» What the task requires:
Please recast the material as a numbered list, beginning at the line that contains "TARGET = woman's nose" and continuing through the end, leaving out blank lines.

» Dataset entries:
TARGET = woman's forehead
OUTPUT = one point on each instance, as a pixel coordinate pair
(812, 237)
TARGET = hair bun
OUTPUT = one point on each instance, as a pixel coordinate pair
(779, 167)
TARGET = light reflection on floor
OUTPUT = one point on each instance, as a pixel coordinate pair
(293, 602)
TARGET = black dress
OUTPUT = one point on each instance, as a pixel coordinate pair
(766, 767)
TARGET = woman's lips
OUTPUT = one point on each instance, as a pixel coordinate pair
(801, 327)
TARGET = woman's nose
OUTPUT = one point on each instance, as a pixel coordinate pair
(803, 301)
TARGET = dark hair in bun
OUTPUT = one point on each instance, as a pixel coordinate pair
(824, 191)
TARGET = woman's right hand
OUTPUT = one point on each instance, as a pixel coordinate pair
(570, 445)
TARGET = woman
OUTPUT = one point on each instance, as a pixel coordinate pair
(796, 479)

» Answer to this exercise:
1. TARGET = woman's nose
2. OUTPUT = one point on each instance, as a pixel coordinate pair
3. (803, 301)
4. TARGET = dark hair in bun
5. OUTPUT = one point on each instance, as a pixel coordinate pair
6. (824, 191)
7. TARGET = woman's right hand
8. OUTPUT = one point on each instance, as a pixel coordinate pair
9. (570, 445)
10. TARGET = woman
11. OUTPUT = one point on each instance, as a pixel coordinate pair
12. (796, 479)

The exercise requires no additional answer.